## The task
Print the lines of the entries below, starting at the very first line and ending with the line that contains "Return the outline of every instance of the tree", including that line. Copy them unchanged.

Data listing
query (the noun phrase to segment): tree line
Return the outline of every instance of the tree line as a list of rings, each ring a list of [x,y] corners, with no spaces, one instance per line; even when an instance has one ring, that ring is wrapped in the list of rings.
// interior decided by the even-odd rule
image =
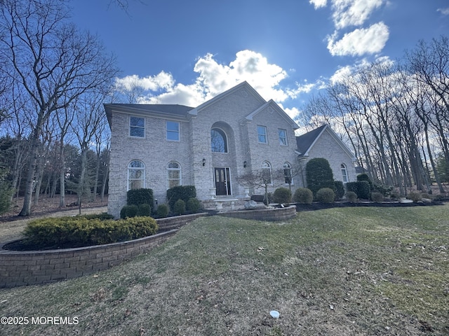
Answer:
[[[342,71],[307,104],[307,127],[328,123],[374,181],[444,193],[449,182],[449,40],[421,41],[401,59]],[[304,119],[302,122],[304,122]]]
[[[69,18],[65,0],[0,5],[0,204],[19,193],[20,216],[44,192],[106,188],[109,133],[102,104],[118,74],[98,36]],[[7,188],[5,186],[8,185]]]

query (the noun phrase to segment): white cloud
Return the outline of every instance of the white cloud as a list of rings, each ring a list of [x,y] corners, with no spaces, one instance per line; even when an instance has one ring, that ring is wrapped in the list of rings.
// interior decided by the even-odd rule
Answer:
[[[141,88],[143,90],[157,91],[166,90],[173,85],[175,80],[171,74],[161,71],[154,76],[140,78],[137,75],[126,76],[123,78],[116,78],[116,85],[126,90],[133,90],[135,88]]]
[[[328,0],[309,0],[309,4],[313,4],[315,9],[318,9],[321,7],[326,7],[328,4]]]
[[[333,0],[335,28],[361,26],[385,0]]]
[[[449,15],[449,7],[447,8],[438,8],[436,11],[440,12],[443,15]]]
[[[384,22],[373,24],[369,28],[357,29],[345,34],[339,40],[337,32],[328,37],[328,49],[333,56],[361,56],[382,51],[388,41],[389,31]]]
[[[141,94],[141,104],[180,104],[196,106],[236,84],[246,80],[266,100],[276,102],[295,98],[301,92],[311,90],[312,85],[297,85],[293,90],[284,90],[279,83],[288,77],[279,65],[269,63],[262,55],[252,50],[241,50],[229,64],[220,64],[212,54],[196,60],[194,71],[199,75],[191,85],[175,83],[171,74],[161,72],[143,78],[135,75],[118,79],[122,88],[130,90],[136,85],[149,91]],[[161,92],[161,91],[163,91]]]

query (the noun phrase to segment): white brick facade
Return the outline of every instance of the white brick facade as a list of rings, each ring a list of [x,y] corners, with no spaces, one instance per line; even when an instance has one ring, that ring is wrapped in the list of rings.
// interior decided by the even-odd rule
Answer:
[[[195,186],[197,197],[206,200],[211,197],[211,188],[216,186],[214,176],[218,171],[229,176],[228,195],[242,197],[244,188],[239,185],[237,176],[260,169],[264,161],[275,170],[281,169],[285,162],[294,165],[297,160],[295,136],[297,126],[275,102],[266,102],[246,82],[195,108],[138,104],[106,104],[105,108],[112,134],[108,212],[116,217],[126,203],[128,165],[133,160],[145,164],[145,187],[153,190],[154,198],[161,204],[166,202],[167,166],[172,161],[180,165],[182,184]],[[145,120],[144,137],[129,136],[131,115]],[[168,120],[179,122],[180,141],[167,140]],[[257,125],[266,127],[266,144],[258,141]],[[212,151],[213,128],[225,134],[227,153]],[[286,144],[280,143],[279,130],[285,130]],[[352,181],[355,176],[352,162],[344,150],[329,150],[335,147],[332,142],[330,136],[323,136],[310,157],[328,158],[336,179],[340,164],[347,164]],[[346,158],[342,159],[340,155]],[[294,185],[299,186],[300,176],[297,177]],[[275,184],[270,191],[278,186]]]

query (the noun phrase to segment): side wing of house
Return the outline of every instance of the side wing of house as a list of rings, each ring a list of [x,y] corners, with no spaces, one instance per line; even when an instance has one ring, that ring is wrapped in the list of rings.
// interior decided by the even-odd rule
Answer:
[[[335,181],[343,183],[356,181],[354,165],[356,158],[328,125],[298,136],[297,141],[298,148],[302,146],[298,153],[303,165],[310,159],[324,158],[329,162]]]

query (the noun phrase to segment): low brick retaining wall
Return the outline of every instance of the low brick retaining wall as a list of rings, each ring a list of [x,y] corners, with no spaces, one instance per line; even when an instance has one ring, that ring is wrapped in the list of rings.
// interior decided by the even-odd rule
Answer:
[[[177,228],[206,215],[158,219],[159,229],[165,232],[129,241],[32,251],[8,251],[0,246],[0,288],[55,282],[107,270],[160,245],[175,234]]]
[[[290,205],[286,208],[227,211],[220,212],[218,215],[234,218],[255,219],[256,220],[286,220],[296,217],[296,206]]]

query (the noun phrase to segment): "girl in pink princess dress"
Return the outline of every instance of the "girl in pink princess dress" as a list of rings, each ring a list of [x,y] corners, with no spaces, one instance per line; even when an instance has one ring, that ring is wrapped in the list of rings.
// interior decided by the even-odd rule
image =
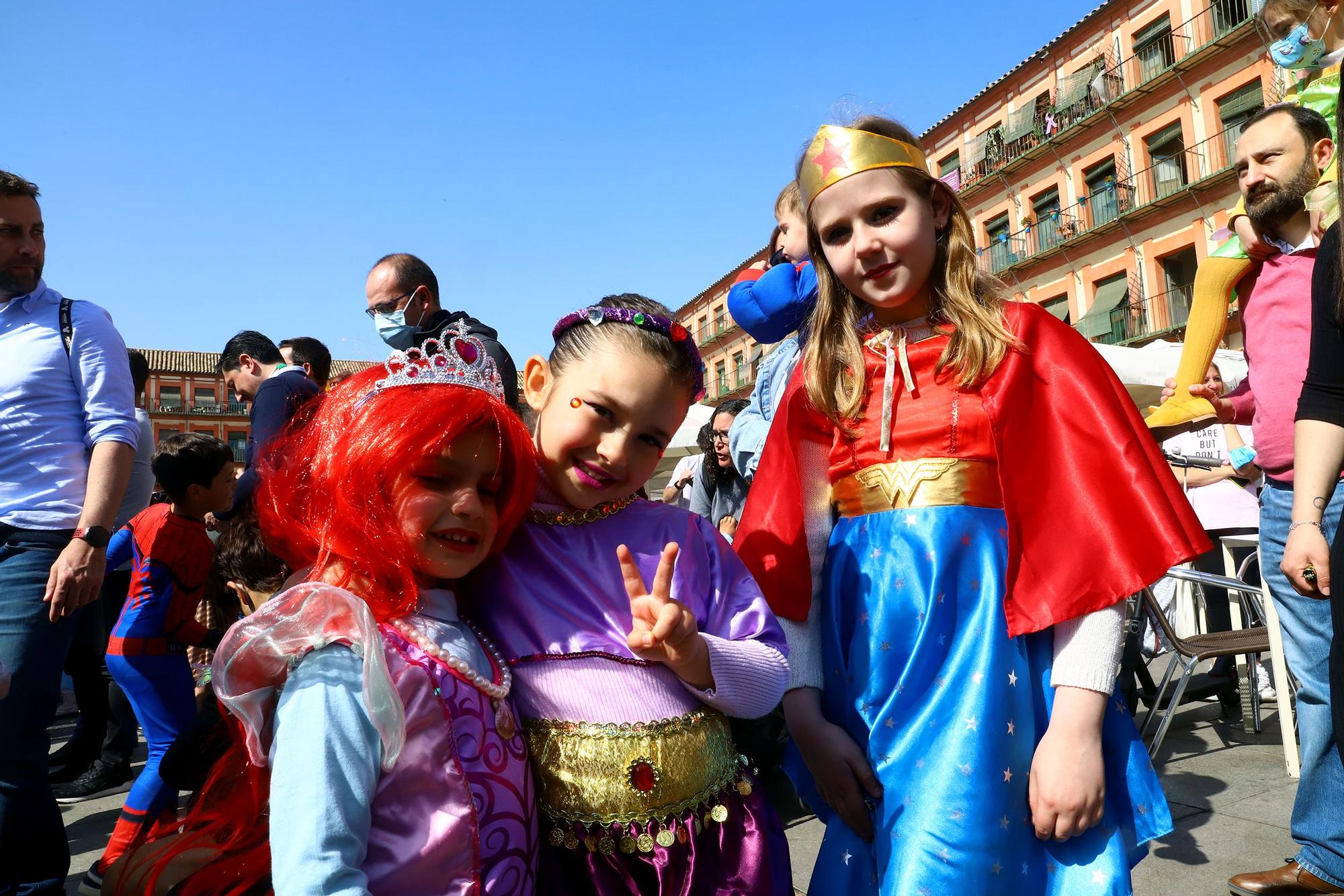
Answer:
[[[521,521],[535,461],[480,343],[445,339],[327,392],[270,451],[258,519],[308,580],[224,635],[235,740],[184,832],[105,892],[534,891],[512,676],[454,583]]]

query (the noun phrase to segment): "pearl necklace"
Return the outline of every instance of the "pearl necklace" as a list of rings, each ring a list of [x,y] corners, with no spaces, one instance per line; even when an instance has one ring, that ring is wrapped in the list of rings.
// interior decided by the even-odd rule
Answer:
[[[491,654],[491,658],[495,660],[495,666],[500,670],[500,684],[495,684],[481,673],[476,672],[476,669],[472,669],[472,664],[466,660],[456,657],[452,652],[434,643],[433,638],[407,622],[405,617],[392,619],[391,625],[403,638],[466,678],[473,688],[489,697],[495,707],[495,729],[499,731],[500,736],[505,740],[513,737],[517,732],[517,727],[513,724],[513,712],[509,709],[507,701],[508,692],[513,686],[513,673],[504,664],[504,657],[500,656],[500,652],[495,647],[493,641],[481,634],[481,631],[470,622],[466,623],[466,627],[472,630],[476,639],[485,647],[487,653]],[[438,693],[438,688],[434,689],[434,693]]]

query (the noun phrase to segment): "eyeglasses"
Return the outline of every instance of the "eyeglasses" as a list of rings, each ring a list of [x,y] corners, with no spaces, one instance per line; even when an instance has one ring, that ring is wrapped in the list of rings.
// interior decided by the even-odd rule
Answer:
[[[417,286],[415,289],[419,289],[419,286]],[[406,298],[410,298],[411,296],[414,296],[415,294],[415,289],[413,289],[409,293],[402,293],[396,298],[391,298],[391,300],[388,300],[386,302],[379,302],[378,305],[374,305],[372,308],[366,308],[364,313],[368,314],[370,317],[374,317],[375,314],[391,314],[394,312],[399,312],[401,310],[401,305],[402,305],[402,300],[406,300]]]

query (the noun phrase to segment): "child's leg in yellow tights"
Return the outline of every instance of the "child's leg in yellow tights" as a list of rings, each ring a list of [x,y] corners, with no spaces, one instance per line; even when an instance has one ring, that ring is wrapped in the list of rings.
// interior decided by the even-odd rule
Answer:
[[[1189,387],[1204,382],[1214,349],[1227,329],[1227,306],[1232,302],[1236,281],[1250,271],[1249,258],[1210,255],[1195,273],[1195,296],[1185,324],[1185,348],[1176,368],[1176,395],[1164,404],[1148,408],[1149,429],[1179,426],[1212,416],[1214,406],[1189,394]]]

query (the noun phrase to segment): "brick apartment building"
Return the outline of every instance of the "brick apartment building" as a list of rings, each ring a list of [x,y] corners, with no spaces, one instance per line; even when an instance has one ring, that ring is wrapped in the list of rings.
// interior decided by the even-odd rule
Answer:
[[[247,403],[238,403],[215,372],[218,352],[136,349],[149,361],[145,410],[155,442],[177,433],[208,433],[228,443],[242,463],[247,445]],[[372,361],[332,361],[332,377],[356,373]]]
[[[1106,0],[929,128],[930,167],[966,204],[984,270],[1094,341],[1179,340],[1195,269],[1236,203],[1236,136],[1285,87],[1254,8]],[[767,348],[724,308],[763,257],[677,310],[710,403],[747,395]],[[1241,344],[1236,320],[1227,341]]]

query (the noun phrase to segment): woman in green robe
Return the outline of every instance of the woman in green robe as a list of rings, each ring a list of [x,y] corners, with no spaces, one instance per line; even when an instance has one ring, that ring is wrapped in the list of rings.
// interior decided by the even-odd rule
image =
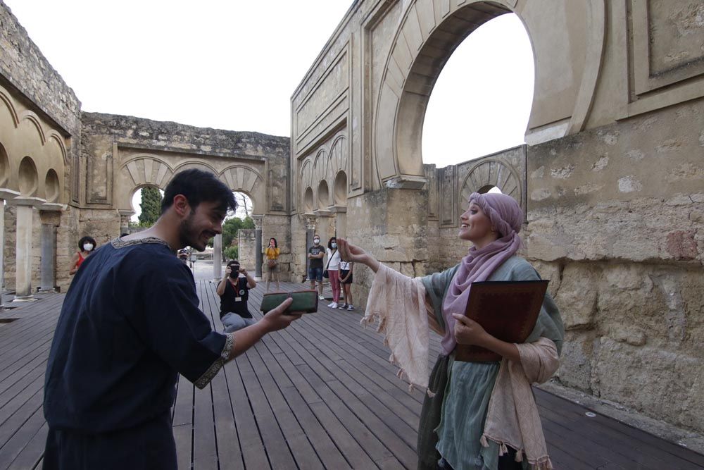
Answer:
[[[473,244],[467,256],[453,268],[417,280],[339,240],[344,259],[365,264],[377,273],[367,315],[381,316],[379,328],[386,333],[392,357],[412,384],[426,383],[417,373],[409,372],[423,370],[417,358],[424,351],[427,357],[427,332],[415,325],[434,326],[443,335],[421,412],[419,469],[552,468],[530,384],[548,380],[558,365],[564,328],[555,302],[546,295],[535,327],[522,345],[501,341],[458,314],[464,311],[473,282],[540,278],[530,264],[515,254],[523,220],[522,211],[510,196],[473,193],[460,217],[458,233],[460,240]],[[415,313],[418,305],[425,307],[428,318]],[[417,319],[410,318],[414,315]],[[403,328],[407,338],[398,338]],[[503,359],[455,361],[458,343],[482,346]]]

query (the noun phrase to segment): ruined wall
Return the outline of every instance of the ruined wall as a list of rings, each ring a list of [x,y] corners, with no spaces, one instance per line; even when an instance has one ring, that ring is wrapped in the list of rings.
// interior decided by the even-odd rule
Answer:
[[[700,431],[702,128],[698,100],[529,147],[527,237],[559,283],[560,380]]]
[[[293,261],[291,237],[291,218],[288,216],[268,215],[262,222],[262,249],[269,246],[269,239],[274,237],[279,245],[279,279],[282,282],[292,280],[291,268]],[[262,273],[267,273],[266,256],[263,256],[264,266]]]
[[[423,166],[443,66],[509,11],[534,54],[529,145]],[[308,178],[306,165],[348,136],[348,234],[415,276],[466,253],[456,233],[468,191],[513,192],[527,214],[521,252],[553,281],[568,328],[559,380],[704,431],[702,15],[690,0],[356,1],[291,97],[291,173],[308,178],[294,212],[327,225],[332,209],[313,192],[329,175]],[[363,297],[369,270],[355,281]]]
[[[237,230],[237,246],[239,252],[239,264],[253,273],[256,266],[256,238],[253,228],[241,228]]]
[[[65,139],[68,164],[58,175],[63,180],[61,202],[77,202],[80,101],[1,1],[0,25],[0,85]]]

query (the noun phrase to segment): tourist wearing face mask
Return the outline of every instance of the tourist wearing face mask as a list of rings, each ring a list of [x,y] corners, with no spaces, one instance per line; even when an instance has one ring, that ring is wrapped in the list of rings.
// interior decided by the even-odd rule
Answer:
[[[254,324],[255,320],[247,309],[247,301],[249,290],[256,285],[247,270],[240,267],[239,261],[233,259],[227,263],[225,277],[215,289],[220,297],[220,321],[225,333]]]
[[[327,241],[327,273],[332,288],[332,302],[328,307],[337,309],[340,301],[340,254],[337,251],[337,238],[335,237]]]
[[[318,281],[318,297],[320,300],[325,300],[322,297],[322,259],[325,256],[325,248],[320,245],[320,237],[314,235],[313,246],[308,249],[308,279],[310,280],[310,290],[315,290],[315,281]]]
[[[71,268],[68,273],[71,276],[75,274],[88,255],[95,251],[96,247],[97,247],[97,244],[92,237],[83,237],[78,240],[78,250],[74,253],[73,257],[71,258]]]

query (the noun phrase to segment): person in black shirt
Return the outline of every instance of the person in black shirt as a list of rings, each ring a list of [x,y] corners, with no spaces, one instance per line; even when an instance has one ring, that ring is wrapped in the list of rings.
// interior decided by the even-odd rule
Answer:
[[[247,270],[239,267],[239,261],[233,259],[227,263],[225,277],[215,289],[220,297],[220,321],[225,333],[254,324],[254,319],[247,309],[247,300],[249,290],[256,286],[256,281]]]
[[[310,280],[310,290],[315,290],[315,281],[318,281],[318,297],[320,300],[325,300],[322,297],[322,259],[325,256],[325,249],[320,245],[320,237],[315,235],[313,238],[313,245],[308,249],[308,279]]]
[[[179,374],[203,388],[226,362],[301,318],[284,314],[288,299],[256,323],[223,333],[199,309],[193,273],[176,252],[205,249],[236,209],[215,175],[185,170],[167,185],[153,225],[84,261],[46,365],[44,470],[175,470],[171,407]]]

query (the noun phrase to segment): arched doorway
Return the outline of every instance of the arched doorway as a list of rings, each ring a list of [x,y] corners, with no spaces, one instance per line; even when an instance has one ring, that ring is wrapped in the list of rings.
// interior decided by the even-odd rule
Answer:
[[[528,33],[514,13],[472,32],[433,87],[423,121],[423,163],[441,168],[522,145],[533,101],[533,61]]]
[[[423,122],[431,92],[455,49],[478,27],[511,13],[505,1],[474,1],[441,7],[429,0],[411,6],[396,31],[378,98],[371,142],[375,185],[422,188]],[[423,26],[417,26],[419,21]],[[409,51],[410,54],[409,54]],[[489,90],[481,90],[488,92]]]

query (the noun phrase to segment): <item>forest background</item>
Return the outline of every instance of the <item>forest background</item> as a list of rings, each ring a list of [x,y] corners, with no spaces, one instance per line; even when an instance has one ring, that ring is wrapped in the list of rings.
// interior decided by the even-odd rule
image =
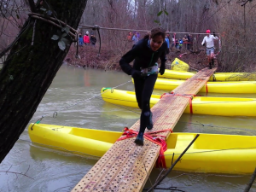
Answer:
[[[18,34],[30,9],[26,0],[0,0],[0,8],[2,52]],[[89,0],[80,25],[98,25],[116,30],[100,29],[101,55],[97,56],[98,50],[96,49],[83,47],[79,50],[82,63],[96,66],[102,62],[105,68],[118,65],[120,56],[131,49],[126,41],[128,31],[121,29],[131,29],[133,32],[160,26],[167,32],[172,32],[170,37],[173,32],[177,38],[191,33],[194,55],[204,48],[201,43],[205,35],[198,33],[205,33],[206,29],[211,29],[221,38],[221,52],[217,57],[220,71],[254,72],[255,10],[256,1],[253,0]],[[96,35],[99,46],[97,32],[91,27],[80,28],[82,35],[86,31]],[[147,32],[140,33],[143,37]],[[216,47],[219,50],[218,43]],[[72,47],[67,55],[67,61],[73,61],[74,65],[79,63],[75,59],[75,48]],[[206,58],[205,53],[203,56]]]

## Answer to the problem
query (the noun phrase to segment): tree line
Return the outline of every instance of the tree line as a list of rings, each ring a list of [x,y] corners, with no spaces, one instance per line; even when an instance has one ring, that ring is wrapped in the list of rings.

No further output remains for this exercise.